#### Provided material ####

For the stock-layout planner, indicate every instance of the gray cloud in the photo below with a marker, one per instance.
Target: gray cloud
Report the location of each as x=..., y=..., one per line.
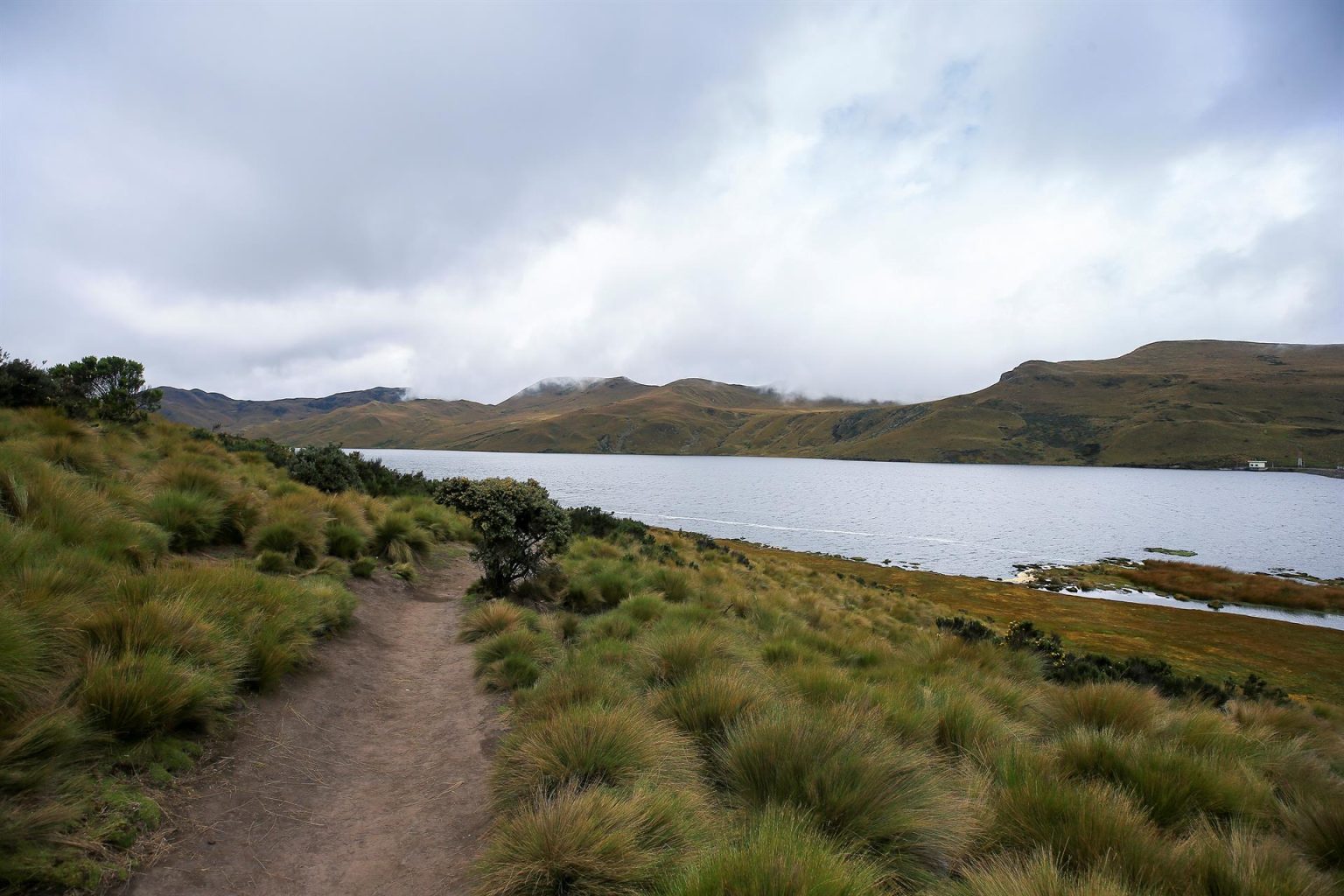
x=895, y=200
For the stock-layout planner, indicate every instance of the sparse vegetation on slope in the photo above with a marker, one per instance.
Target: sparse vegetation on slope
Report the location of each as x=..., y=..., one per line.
x=766, y=727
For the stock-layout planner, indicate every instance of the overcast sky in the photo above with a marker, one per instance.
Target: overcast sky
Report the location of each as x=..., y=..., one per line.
x=897, y=200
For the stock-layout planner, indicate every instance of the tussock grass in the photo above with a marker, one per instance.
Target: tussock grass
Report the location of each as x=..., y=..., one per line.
x=110, y=647
x=1171, y=783
x=1088, y=825
x=1218, y=584
x=1038, y=875
x=592, y=843
x=191, y=519
x=707, y=704
x=514, y=659
x=1120, y=707
x=491, y=618
x=133, y=695
x=668, y=657
x=592, y=746
x=398, y=539
x=857, y=786
x=1239, y=861
x=781, y=855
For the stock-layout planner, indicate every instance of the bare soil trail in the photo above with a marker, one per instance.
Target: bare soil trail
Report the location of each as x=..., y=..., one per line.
x=366, y=775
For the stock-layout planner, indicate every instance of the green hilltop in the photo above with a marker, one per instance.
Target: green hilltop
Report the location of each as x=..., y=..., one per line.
x=1191, y=403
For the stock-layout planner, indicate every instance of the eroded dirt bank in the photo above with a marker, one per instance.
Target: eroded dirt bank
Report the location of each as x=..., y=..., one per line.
x=366, y=775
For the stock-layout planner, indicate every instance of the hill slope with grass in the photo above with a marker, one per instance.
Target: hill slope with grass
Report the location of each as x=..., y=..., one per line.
x=1198, y=403
x=691, y=718
x=148, y=578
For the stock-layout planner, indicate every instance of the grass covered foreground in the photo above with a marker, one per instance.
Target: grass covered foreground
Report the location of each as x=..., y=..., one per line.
x=147, y=579
x=690, y=719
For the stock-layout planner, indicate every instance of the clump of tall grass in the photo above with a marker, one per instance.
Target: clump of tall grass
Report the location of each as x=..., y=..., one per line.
x=707, y=704
x=1121, y=707
x=780, y=855
x=1170, y=782
x=491, y=618
x=437, y=520
x=592, y=841
x=671, y=655
x=1086, y=825
x=512, y=659
x=1035, y=875
x=1239, y=861
x=855, y=785
x=132, y=695
x=293, y=526
x=398, y=539
x=591, y=746
x=191, y=519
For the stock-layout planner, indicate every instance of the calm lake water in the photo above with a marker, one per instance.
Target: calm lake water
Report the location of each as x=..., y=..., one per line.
x=962, y=519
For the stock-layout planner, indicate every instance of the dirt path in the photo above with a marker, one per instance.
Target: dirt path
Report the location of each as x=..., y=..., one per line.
x=361, y=777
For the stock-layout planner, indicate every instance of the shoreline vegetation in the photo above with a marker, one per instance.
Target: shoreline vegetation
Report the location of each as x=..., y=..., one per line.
x=683, y=710
x=1215, y=586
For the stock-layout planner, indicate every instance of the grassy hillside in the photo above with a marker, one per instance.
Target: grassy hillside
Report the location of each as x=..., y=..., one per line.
x=1201, y=403
x=208, y=409
x=147, y=579
x=692, y=718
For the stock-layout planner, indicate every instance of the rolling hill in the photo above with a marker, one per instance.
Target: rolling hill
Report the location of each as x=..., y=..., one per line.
x=1193, y=403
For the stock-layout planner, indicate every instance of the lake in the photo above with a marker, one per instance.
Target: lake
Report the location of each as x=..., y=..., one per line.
x=960, y=519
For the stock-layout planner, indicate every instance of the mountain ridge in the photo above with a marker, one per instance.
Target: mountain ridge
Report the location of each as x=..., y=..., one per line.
x=1175, y=403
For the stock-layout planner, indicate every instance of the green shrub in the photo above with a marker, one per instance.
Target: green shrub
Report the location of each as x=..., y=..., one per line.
x=779, y=856
x=591, y=746
x=592, y=843
x=519, y=528
x=326, y=468
x=191, y=519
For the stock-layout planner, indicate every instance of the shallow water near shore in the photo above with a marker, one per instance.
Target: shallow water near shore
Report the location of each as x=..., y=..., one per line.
x=956, y=519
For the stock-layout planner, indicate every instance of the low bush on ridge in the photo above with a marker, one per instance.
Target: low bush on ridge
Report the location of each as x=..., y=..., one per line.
x=830, y=738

####

• _Stated task_: Reproduce every entry above with "stock-layout planner" renamed to "grazing planner" and all other wording left as it is. Omit the pictures from your version.

• _Worked solution_:
For the grazing planner, indicate every instance of the gray cloud in the photo below with a marker, one per instance.
Target: gray cloud
Report the location of each as x=..., y=..., one per line.
x=895, y=200
For the grazing planner, indicate every instance of the sparse vegetation on slope in the photo above with a marker, one per instance.
Target: sparse vegetation on slope
Report the location of each as x=..., y=..., one per line.
x=766, y=727
For the grazing planner, indicate every instance of the overcast sky in the photo above with a marker, one per instance.
Target: overcast sky
Report the location of each as x=..., y=..., one per line.
x=897, y=200
For the grazing planner, indicate every instance of the tussock grass in the photo above with a marker, one per instance.
Target: tussock grass
Report the location of each as x=..., y=..., one per line.
x=110, y=647
x=1171, y=783
x=1088, y=825
x=1218, y=584
x=1038, y=875
x=592, y=843
x=191, y=519
x=707, y=704
x=514, y=659
x=1120, y=707
x=491, y=618
x=133, y=695
x=668, y=657
x=592, y=746
x=398, y=539
x=857, y=786
x=1239, y=861
x=781, y=855
For the grazing planner, indicate every instance of the bare soil trail in the photo above with a marker, one per instance.
Target: bare soil trail
Report the location of each as x=..., y=..., one per line.
x=366, y=775
For the grazing planner, indicate every instance of the green hilltop in the photo above with a marker, one per instance.
Target: green hilltop
Report the location of each as x=..., y=..., one per line.
x=1191, y=403
For the grazing planner, indicate every instance of the eroded dirt bank in the photo above with a marker, one per instance.
Target: eroded dirt bank
Report the location of each as x=..., y=..., one per line.
x=366, y=775
For the grazing planner, indicate every instance of the hill slope with grass in the photo above with a marker, one per instance.
Target: hill slope with grass
Report the location of each as x=..., y=..., one per line.
x=1198, y=403
x=691, y=718
x=148, y=578
For the grazing planner, indicate every instance of the grass covered foreground in the photo above with a marker, one per instance.
Target: grass covered foreground
Report the location of each as x=..., y=..., one per line.
x=147, y=579
x=690, y=719
For the grazing planner, indicate every instance of the clump of tall grass in the photo above with a marker, one per instance.
Target: clump of tall grass
Report the location of each as x=..., y=..., one per line.
x=707, y=704
x=1121, y=707
x=780, y=855
x=1170, y=782
x=491, y=618
x=437, y=520
x=592, y=841
x=671, y=655
x=1086, y=825
x=512, y=659
x=1035, y=875
x=1239, y=861
x=855, y=785
x=132, y=695
x=293, y=526
x=398, y=539
x=591, y=746
x=191, y=519
For the grazing planner, indicate every instance of the calm lake water in the photo above with a marker, one per instance.
Target: calm lake water
Report the location of each as x=..., y=..., one per line.
x=962, y=519
For the grazing planner, indicate every instance of the dirt path in the photo above with a marker, one per instance.
Target: dirt path
Report the location of each as x=..., y=..., one per line.
x=361, y=777
For the grazing planner, indicate every instance of the shoreline vegetation in the photo above with a marker, one per instance.
Target: shoreline vegetation
Report the location of each as x=..., y=..., one per line.
x=683, y=710
x=1215, y=586
For the grazing planner, indicate every instance of the grassy hillside in the photo above with a marker, one per instance.
Target: grassy hillside
Report the location of each as x=..., y=..., one per line.
x=1201, y=403
x=208, y=409
x=147, y=579
x=692, y=718
For the grazing planner, indicate every instance of the rolling hill in the photo above with a marker, one per instance.
Target: rolling hill
Report the location of each as x=..., y=..., one per line.
x=1193, y=403
For the grazing planner, indicate every instance of the lake in the photo above with a marker, one per instance.
Target: lake
Report the location of each as x=..., y=..., one per line.
x=960, y=519
For the grazing planner, indicate every instance of the mountain ridge in the photo above with a marker, one per instance.
Target: mountain ridge
Report the location of each as x=..., y=..., one per line.
x=1175, y=403
For the grazing planner, indicate every instance of the green shrub in the photo above with a marker, one per instance.
Target: green shrub
Report the location of each as x=..., y=..., one per line.
x=779, y=856
x=591, y=746
x=592, y=843
x=519, y=528
x=326, y=468
x=191, y=519
For the grazing planner, indicate every instance of the shallow water near shore in the photo above with a marker, one per instance.
Target: shallow water near shore
Report the location of each as x=..., y=..., one per line.
x=956, y=519
For the grazing planner, indicate every instance of the low bush on ridge in the photo above with a marker, one per instance.
Target: low bush on ridge
Report the location of each as x=..., y=..., one per line.
x=830, y=738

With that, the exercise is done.